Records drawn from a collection
══════════

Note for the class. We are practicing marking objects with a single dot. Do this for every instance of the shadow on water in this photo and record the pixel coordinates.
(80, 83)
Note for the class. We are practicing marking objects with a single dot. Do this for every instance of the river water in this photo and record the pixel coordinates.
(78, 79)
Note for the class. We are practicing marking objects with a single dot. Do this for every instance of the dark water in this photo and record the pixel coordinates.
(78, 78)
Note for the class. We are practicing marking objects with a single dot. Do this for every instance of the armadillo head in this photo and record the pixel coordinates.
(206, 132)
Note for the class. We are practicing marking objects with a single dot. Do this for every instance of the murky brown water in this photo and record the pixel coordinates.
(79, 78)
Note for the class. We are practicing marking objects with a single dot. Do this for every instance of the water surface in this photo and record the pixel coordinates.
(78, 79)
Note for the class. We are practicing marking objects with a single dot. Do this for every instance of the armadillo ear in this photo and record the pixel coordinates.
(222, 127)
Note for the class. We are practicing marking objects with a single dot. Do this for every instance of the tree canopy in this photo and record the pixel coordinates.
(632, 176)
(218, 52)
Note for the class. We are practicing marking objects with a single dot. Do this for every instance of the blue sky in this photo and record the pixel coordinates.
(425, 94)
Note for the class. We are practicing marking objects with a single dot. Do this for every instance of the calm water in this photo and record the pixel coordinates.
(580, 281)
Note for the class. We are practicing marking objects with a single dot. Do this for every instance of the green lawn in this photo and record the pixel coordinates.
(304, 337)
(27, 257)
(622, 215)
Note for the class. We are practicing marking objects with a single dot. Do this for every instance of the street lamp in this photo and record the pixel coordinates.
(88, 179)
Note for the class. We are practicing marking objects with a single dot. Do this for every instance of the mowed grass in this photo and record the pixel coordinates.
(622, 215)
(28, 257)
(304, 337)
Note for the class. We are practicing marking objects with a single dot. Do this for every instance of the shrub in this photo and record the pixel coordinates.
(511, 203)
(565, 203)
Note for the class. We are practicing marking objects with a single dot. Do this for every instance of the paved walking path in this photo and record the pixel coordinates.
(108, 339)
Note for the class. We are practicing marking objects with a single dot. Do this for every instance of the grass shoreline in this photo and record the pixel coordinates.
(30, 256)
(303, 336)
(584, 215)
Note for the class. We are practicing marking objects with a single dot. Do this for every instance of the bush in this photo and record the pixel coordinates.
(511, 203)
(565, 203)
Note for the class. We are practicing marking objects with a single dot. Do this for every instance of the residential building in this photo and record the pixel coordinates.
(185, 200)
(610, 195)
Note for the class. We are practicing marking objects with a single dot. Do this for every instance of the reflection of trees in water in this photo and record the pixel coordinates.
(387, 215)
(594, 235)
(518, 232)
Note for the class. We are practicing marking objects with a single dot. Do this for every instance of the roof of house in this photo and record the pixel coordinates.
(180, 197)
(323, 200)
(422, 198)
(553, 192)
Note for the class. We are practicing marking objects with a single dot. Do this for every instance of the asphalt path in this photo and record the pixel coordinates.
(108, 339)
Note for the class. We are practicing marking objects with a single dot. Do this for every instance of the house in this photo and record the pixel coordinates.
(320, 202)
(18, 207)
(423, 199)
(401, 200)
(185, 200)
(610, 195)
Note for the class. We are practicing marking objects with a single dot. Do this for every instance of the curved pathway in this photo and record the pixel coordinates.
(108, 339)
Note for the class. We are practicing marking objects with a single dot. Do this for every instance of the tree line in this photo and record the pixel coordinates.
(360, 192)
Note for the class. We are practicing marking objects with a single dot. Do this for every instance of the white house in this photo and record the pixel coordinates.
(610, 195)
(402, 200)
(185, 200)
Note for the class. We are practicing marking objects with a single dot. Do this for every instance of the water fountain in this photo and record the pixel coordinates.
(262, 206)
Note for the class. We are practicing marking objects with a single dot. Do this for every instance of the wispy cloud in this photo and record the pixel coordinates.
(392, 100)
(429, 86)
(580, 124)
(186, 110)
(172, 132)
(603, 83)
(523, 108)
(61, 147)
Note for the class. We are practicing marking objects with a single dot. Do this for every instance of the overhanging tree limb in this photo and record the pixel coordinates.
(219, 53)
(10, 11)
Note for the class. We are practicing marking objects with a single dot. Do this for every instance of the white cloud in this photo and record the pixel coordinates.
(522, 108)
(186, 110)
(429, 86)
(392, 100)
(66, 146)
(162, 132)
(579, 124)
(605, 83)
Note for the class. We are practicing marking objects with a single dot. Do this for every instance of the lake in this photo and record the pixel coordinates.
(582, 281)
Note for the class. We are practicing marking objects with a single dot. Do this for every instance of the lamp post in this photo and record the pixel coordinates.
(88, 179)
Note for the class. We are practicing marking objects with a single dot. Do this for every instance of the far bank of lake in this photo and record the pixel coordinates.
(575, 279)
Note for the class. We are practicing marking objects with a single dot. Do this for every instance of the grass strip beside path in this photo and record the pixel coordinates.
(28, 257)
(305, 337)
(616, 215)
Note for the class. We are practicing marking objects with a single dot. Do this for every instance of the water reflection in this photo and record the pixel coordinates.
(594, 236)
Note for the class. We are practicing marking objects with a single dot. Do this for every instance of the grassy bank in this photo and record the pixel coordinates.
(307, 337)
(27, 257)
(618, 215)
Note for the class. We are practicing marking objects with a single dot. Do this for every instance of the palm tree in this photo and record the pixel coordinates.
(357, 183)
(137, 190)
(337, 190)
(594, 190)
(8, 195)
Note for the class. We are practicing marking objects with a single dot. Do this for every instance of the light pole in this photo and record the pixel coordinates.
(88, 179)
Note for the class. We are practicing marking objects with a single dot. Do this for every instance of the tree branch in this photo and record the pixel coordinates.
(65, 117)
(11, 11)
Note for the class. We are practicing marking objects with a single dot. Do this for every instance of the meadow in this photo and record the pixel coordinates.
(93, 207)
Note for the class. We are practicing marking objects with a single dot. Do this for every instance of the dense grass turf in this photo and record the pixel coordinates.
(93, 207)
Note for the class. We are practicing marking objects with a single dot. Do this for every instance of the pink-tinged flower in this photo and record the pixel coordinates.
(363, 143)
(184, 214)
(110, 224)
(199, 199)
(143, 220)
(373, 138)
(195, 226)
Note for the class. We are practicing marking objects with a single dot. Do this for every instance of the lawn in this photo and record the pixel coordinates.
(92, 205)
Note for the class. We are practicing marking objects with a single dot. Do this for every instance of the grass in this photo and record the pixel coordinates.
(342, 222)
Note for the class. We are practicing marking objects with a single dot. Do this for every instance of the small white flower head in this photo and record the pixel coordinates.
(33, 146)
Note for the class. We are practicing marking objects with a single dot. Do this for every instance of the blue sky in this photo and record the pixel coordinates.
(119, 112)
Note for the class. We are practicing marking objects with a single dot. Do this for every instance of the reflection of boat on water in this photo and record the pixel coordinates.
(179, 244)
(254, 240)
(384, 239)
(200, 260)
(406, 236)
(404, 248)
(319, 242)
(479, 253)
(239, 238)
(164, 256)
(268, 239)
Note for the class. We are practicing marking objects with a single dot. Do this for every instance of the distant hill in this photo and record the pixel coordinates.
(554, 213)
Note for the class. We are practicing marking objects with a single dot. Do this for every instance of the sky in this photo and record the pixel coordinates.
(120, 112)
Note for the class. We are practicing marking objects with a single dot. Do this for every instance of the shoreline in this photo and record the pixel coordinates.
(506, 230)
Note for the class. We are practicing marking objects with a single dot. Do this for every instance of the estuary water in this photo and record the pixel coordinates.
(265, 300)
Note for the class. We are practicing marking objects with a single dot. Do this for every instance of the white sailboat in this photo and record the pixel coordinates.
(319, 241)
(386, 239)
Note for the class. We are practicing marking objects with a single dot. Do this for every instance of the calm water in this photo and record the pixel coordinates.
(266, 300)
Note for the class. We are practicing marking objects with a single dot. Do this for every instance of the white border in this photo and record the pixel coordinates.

══════════

Convert every line of the material above into a numbered list, omitting any blank lines.

Task solution »
1. Note for the class. We are practicing marking objects with a single dot. Do this for every instance of the shadow on water in this photo and record the pixel coordinates.
2. (80, 83)
3. Note for the class. We are practicing marking objects with a single dot. Do this for every instance of the river water in this photo and record the pixel coordinates.
4. (78, 79)
5. Note for the class. We are practicing marking objects with a single dot. Do this for every instance of the dark water in this photo and record the pixel coordinates.
6. (78, 78)
7. Note for the class. We are practicing marking objects with a single dot. Do this for every instance of the armadillo head in this photo and record the pixel coordinates.
8. (206, 132)
9. Note for the class. We are practicing marking objects with a single dot. Do this for every instance of the murky brown water in this photo and record the pixel coordinates.
10. (79, 78)
11. Note for the class. We are practicing marking objects with a single dot. Do this for every instance of the water surface in this photo and record the pixel coordinates.
12. (78, 79)
13. Note for the class. We are practicing marking objects with a single dot. Do this for every instance of the armadillo ear in this photo and record the pixel coordinates.
14. (222, 127)
15. Note for the class. We are practicing marking objects with a single dot. Do this for every instance of the tree canopy in this photo and record the pixel coordinates.
16. (632, 176)
17. (218, 52)
18. Note for the class. We are practicing marking objects with a single dot. Do this for every instance of the blue sky in this photo and record the pixel coordinates.
19. (425, 94)
20. Note for the class. We are practicing marking objects with a single dot. Do this for every instance of the calm water in this photo and record the pixel coordinates.
21. (580, 281)
22. Note for the class. We are practicing marking objects with a single dot. Do this for every instance of the green lawn in this photo and record the pixel coordinates.
23. (304, 337)
24. (27, 257)
25. (622, 215)
26. Note for the class. We are practicing marking objects with a single dot. Do this for every instance of the street lamp in this photo and record the pixel coordinates.
27. (88, 179)
28. Note for the class. We are practicing marking objects with a single dot. Do this for every instance of the mowed grass in this photo and record the pixel coordinates.
29. (622, 215)
30. (28, 257)
31. (304, 337)
32. Note for the class. We are practicing marking objects with a single dot. Do this for every instance of the shrub in this photo and record the pixel coordinates.
33. (511, 203)
34. (565, 203)
35. Note for the class. We are practicing marking objects with a single dot. Do this for every instance of the paved walking path in this photo and record the pixel coordinates.
36. (108, 339)
37. Note for the class. We are practicing marking objects with a single dot. Do this for every instance of the grass shoreline in this photo and record the pixel coordinates.
38. (30, 256)
39. (303, 336)
40. (584, 215)
41. Note for the class. We are practicing marking objects with a single dot. Do this for every instance of the bush in this photo and record the pixel coordinates.
42. (511, 203)
43. (565, 203)
44. Note for the class. We are practicing marking objects with a single dot. Do this for every instance of the residential building in this photo and record the pixel coordinates.
45. (185, 200)
46. (610, 195)
47. Note for the class. We are practicing marking objects with a single dot. Do this for every instance of the reflection of trees in water in this photo and record the pixel coordinates.
48. (387, 215)
49. (594, 235)
50. (518, 232)
51. Note for the class. We are practicing marking objects with a single dot. Do this for every instance of the roof of house in this photo and record the pixel coordinates.
52. (180, 197)
53. (323, 200)
54. (422, 198)
55. (553, 192)
56. Note for the class. We are practicing marking objects with a single dot. Do this for every instance of the asphalt path in this photo and record the pixel coordinates.
57. (108, 339)
58. Note for the class. We are practicing marking objects with a single dot. Do this for every instance of the house in this photo and record the pixel coordinates.
59. (320, 202)
60. (18, 207)
61. (423, 199)
62. (401, 200)
63. (185, 200)
64. (610, 195)
65. Note for the class. We are practicing marking objects with a single dot. Do this for every instance of the curved pathway in this photo and record the pixel coordinates.
66. (108, 339)
67. Note for the class. We are practicing marking objects with a single dot. Do this for every instance of the tree line in this photo and record the pixel coordinates.
68. (360, 192)
69. Note for the class. We are practicing marking objects with a single dot. Do this for every instance of the white house in this photo and record the pixel coordinates.
70. (610, 195)
71. (402, 200)
72. (185, 200)
73. Note for the class. We are practicing marking objects with a single dot. Do this for every instance of the water fountain in this photo and record the pixel coordinates.
74. (262, 206)
75. Note for the class. We are practicing marking objects with a single dot. Do this for every instance of the wispy cloud in this photo and record the pixel coordinates.
76. (392, 100)
77. (429, 86)
78. (580, 124)
79. (186, 110)
80. (172, 132)
81. (603, 83)
82. (523, 108)
83. (61, 147)
84. Note for the class. We are practicing marking objects with a single dot. Do this for every instance of the overhanging tree limb in this photo and record the pixel coordinates.
85. (219, 53)
86. (10, 11)
87. Note for the class. We are practicing marking objects with a single dot. Do this for every instance of the white cloud in this photo and record the pixel coordinates.
88. (522, 108)
89. (186, 110)
90. (429, 86)
91. (392, 100)
92. (66, 146)
93. (162, 132)
94. (579, 124)
95. (605, 83)
96. Note for the class. We are practicing marking objects with a single dot. Do this for every instance of the lake in this photo and record the pixel coordinates.
97. (582, 281)
98. Note for the class. We are practicing marking objects with a single dot. Do this for every instance of the lamp post in this photo and record the pixel coordinates.
99. (88, 179)
100. Note for the class. We are practicing marking objects with a single dot. Do this for every instance of the far bank of lake in this photo and record the pixel coordinates.
101. (575, 279)
102. Note for the class. We are practicing marking objects with a single dot. Do this for every instance of the grass strip beside path in this photo and record the pixel coordinates.
103. (28, 257)
104. (305, 337)
105. (616, 215)
106. Note for the class. We are practicing marking objects with a single dot. Do this for every instance of the water reflection in this photo and record the pixel coordinates.
107. (594, 236)
108. Note for the class. We are practicing marking objects with a single dot. Do this for every instance of the grassy bank in this photo and record the pixel coordinates.
109. (307, 337)
110. (27, 257)
111. (618, 215)
112. Note for the class. We are practicing marking objects with a single dot. Do this for every instance of the palm tree in this photo and record the pixel coordinates.
113. (357, 183)
114. (137, 190)
115. (337, 190)
116. (594, 190)
117. (8, 195)
118. Note for the class. We are practicing marking objects with a single dot. Do this for every instance of the light pole in this photo and record the pixel coordinates.
119. (88, 179)
120. Note for the class. We are practicing marking objects with a single dot. Do this for every instance of the tree branch in this photo and record the pixel coordinates.
121. (65, 117)
122. (11, 11)
123. Note for the class. We are practicing marking objects with a single dot. Do this for every instance of the meadow in this photo and record the pixel coordinates.
124. (93, 207)
125. Note for the class. We are practicing marking objects with a single dot. Do this for every instance of the dense grass turf in this photo and record the pixel coordinates.
126. (93, 207)
127. Note for the class. We are practicing marking objects with a single dot. Do this for every instance of the pink-tinged flower in this photo and record the pixel coordinates.
128. (363, 143)
129. (184, 214)
130. (110, 224)
131. (199, 199)
132. (143, 220)
133. (373, 138)
134. (195, 226)
135. Note for the class. We are practicing marking objects with a single dot. Do this for every instance of the lawn in this photo and record the pixel coordinates.
136. (92, 205)
137. Note for the class. We are practicing marking objects with a single dot. Do this for every instance of the grass in this photo and record the pixel coordinates.
138. (342, 222)
139. Note for the class. We are practicing marking objects with a single dot. Do this for every instance of the small white flower head in this photo and record the pixel coordinates.
140. (33, 146)
141. Note for the class. We are practicing marking objects with a single dot. Do this for every instance of the blue sky in this photo and record the pixel coordinates.
142. (119, 112)
143. Note for the class. We are practicing marking objects with a single dot. Do this for every instance of the reflection of boat on water in this photo and record the pixel coordinates.
144. (179, 244)
145. (254, 240)
146. (384, 239)
147. (200, 260)
148. (406, 236)
149. (404, 248)
150. (319, 242)
151. (479, 253)
152. (239, 238)
153. (164, 256)
154. (268, 239)
155. Note for the class. We are practicing marking objects with a single dot. Do this for every instance of the distant hill in this photo and record the pixel coordinates.
156. (554, 213)
157. Note for the class. We are practicing marking objects with a single dot. Do this for every instance of the sky in this photo and record the pixel coordinates.
158. (120, 112)
159. Note for the class. We are practicing marking objects with a single dot. Do this for every instance of the shoreline in this photo and record the pixel coordinates.
160. (506, 230)
161. Note for the class. We are practicing marking objects with a single dot. Do this for every instance of the estuary water in this photo and record the pixel coordinates.
162. (265, 300)
163. Note for the class. We are practicing marking objects with a single dot. Do this for every instance of the white sailboat in this photo and record the pixel coordinates.
164. (319, 241)
165. (386, 239)
166. Note for the class. We are practicing marking objects with a single dot. Do this for every instance of the calm water in this photo and record the pixel coordinates.
167. (266, 300)
168. Note for the class. We are practicing marking objects with a single dot. Do this for every instance of the white border in this photo and record the pixel coordinates.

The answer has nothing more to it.